Exercise goal: Restate the entries below verbatim.

Collected data:

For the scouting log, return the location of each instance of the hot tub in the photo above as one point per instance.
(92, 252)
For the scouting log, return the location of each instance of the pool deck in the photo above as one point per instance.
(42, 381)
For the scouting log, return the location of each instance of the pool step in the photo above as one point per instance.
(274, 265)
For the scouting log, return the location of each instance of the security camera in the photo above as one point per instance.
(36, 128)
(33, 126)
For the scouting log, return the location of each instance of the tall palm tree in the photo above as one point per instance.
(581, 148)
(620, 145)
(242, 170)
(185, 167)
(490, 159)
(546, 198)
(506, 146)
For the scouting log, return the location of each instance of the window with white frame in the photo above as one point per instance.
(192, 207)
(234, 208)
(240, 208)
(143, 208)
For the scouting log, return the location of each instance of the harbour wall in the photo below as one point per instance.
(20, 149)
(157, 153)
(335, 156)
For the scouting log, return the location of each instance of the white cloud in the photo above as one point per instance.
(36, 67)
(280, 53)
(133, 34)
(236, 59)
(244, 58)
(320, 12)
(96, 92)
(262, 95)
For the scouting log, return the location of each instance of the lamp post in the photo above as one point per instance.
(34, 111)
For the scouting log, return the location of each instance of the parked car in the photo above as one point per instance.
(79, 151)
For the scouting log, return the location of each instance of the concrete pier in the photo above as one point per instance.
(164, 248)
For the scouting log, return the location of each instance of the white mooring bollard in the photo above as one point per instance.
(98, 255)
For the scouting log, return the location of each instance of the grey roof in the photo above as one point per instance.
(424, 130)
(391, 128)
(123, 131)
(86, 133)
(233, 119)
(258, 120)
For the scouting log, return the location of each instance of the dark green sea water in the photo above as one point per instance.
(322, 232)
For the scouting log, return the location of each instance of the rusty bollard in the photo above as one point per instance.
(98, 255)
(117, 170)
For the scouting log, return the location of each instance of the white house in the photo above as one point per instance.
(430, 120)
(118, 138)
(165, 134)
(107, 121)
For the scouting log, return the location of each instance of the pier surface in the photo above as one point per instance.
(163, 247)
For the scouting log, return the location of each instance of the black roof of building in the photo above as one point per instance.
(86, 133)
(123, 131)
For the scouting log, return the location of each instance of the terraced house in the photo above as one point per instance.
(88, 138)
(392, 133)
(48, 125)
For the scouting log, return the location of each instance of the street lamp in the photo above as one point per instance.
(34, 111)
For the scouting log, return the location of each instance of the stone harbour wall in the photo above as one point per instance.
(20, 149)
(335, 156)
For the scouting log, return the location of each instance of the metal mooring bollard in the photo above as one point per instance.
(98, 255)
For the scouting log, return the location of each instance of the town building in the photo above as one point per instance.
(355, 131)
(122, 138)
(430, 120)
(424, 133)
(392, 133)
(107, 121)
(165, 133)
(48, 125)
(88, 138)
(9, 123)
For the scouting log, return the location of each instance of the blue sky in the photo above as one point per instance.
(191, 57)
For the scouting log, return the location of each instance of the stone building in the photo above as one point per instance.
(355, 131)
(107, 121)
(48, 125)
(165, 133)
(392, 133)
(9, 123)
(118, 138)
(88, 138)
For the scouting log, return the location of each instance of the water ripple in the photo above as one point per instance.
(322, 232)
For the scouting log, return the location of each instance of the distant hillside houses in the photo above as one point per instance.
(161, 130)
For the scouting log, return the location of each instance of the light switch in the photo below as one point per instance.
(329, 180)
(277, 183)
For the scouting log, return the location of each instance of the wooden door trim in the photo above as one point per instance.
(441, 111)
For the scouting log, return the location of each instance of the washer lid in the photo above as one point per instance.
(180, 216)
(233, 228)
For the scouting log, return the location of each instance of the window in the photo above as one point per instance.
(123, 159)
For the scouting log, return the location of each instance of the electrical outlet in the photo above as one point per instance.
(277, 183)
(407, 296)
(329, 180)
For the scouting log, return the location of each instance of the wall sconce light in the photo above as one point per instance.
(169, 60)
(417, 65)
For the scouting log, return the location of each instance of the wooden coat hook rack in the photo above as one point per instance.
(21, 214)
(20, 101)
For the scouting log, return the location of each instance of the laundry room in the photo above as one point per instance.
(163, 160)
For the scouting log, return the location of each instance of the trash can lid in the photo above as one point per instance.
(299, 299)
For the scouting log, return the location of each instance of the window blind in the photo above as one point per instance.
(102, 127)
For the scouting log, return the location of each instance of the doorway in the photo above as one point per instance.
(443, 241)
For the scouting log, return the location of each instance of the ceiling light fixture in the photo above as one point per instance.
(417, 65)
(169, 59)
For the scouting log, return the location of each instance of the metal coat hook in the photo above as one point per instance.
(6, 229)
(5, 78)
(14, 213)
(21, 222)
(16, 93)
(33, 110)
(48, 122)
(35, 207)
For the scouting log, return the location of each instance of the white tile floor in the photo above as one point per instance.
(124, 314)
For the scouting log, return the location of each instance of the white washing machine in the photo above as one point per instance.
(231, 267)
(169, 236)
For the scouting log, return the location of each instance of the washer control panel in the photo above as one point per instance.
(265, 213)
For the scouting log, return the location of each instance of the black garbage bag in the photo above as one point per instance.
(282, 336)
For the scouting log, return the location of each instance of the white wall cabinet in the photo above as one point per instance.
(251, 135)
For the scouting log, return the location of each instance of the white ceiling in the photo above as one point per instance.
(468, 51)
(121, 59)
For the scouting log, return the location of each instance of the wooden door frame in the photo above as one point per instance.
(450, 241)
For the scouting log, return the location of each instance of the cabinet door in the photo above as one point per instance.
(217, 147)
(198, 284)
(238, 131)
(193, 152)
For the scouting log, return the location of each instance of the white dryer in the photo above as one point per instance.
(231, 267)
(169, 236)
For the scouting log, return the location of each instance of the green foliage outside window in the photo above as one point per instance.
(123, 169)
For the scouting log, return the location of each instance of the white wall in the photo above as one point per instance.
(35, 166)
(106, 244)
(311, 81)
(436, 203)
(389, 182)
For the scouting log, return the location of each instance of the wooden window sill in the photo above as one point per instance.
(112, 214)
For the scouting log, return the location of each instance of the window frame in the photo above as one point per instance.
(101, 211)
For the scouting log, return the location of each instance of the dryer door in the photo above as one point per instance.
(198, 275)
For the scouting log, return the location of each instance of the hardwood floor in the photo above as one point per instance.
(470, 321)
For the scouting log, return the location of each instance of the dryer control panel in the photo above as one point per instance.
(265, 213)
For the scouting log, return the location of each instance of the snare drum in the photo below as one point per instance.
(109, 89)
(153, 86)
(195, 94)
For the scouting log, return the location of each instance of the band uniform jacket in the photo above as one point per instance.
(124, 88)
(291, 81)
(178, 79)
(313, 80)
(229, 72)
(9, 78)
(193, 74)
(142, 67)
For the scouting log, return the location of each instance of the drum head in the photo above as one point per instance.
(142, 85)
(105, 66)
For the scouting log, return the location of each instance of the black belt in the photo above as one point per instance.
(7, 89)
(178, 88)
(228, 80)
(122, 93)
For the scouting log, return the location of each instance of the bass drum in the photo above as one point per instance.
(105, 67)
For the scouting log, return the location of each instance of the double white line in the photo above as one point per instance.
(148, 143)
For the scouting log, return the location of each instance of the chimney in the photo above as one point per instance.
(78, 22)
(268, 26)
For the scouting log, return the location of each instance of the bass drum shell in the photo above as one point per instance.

The answer:
For the scouting log, return the location of each instance of the hot tub in the photo above as one point per instance.
(92, 252)
For the scouting log, return the location of each instance of the pool deck in the photo above as one point per instance.
(42, 381)
For the scouting log, return the location of each instance of the pool step in the photo above as one point per instance.
(274, 265)
For the scouting log, return the location of each instance of the security camera in the photo above as one point per instance.
(36, 128)
(33, 126)
For the scouting log, return the location of each instance of the tall palm tree in the photo above as one point per instance.
(581, 148)
(620, 145)
(242, 170)
(185, 167)
(490, 159)
(546, 198)
(506, 146)
For the scouting log, return the location of each instance of the window with white frame in the photo above as one point per instance.
(192, 207)
(234, 208)
(240, 208)
(143, 208)
For the scouting log, return the location of each instance of the harbour wall in the photo below as one point per instance.
(20, 149)
(157, 153)
(335, 156)
For the scouting log, return the location of each instance of the white cloud in the photo above as one point per instance.
(36, 67)
(280, 53)
(133, 34)
(236, 59)
(244, 58)
(320, 12)
(96, 92)
(262, 95)
For the scouting log, return the location of each instance of the lamp post in the photo above as one point per instance.
(34, 111)
For the scouting log, return the location of each instance of the parked car in the photo above as one point per instance.
(79, 151)
For the scouting log, return the location of each instance of the concrete pier in the photo above as one point per instance.
(164, 248)
For the scouting log, return the location of each instance of the white mooring bollard in the photo above as one point per instance.
(98, 255)
For the scouting log, return the location of each instance of the grey roof in the photo above as one point per instance.
(424, 130)
(391, 128)
(123, 131)
(86, 133)
(233, 119)
(258, 120)
For the scouting log, return the location of each instance of the dark green sea water in the photo above as one point per instance.
(322, 232)
For the scouting log, return the location of each instance of the rusty bollard in the photo above as one point per instance.
(98, 255)
(117, 170)
For the scouting log, return the location of each instance of the white house in the photo above as one point per instance.
(430, 120)
(118, 138)
(165, 134)
(107, 121)
For the scouting log, return the location of each instance of the pier surface in the photo above as one point per instance.
(163, 247)
For the scouting log, return the location of each instance of the black roof of building in the photo above as one point per instance.
(86, 133)
(123, 131)
For the scouting log, return the location of each instance of the terraced house in the photo above as one point per instance.
(88, 138)
(392, 133)
(48, 125)
For the scouting log, return the location of each instance of the street lamp in the photo above as one point per instance.
(34, 111)
For the scouting log, return the location of each instance of the stone harbour wall in the photo above as one point per instance.
(20, 149)
(335, 156)
For the scouting log, return the location of each instance of the metal mooring bollard in the photo above as one point per instance.
(98, 255)
For the scouting log, return the location of each instance of the town building in the photo above as one point per instance.
(355, 131)
(122, 138)
(430, 120)
(424, 133)
(392, 133)
(107, 121)
(165, 133)
(48, 125)
(88, 138)
(9, 123)
For the scouting log, return the location of each instance of the blue sky in the photo above as one point per instance.
(191, 57)
For the scouting log, return the location of each instance of the stone building in the photo above as one point per instance.
(355, 131)
(107, 121)
(48, 125)
(165, 133)
(392, 133)
(9, 123)
(118, 138)
(88, 138)
For the scouting log, return the location of each instance of the water ripple in the photo above as one point per instance.
(322, 232)
For the scouting log, return the location of each instance of the distant hillside houses in the photo above as one point per instance.
(161, 130)
For the scouting log, return the location of each instance of the light switch in the photo below as one point per instance.
(329, 180)
(277, 183)
For the scouting log, return the location of each instance of the wooden door trim in the photo above as one point per instance.
(441, 111)
For the scouting log, return the location of each instance of the washer lid in the photo above as one point per instance.
(180, 216)
(233, 228)
For the scouting log, return the location of each instance of the window in the photo above as one point per instance.
(123, 159)
For the scouting log, return the location of each instance of the electrical outlet in the photo above as one point per instance.
(277, 183)
(407, 296)
(329, 180)
For the scouting log, return the location of each instance of the wall sconce light in the photo above as one point per instance.
(169, 60)
(417, 65)
For the scouting log, return the location of each instance of the wooden coat hook rack in the photo above as one point per instance.
(21, 214)
(20, 101)
For the scouting log, return the location of each instance of the laundry room in the photo above as one point per instance.
(163, 160)
For the scouting log, return the location of each instance of the trash can lid in the photo above as one point per instance.
(299, 299)
For the scouting log, return the location of each instance of the window blind in the photo above as one point per instance.
(102, 127)
For the scouting log, return the location of each instance of the doorway in the photo above as one point per instance.
(443, 241)
For the scouting log, return the location of each instance of the ceiling light fixture in the photo above as one point per instance.
(417, 65)
(169, 59)
For the scouting log, return the location of each instance of the metal coat hook in the photo above as one point per instance.
(6, 229)
(5, 78)
(14, 213)
(21, 222)
(16, 93)
(33, 110)
(48, 122)
(35, 207)
For the scouting log, return the location of each instance of the white tile floor in the photo above as one point per instance.
(124, 314)
For the scouting log, return the location of each instance of the white washing machine in the photo above as one point per instance.
(231, 267)
(169, 236)
For the scouting log, return the location of each instance of the washer control panel in the photo above as one point per instance.
(265, 213)
For the scouting log, return the location of each instance of the black garbage bag in the photo above as one point per instance.
(282, 336)
For the scouting log, return the location of each instance of the white wall cabinet in the photo above as one point per instance.
(251, 135)
For the scouting log, return the location of each instance of the white ceiling in the photo above as one point per instance.
(468, 51)
(121, 59)
For the scouting log, return the location of each instance of the wooden door frame in the photo above as one point per instance.
(450, 241)
For the scouting log, return the location of each instance of the cabinet door in the photo above as one point per instance.
(217, 147)
(198, 284)
(238, 131)
(193, 152)
For the scouting log, return the location of each instance of the white dryer in the photo above as one point per instance.
(231, 267)
(169, 236)
For the scouting log, return the location of each instance of the green foliage outside window in the photo above as one point per instance.
(123, 169)
For the scouting log, return the location of each instance of the white wall in the photo above as one point per instance.
(35, 166)
(106, 244)
(311, 81)
(436, 203)
(389, 182)
For the scouting log, return the location of each instance of the wooden window sill in the photo above as one point per instance.
(112, 214)
For the scouting log, return the location of each instance of the window frame in the photo above as one point per instance.
(101, 211)
For the scouting log, return the location of each instance of the dryer door in the photo above as one point per instance.
(198, 275)
For the scouting log, return the location of each instance of the hardwood floor in the photo above as one point per instance.
(470, 321)
For the scouting log, return the location of each instance of the dryer control panel in the photo above as one point per instance.
(265, 213)
For the scouting log, return the location of each instance of the snare drum in the photo below as one point per instance.
(109, 89)
(153, 86)
(195, 94)
For the scouting log, return the location of each instance of the band uniform jacket in the photo above as one point per instance.
(124, 88)
(291, 81)
(178, 79)
(313, 80)
(229, 72)
(9, 78)
(193, 74)
(142, 67)
For the scouting log, return the location of each instance of the drum head in the photo above as one point per instance.
(142, 85)
(105, 66)
For the scouting log, return the location of each instance of the black belt in the photo above as one point per instance.
(7, 89)
(178, 88)
(228, 80)
(122, 93)
For the scouting log, return the location of each instance of the bass drum in the photo above as one point per instance.
(105, 67)
For the scouting log, return the location of each instance of the double white line in the photo above as one point per instance.
(148, 143)
For the scouting log, return the location of each instance of the chimney in the photo above as one point per instance.
(78, 22)
(268, 26)
For the scouting log, return the location of each instance of the bass drum shell in the photo above as one point per instance.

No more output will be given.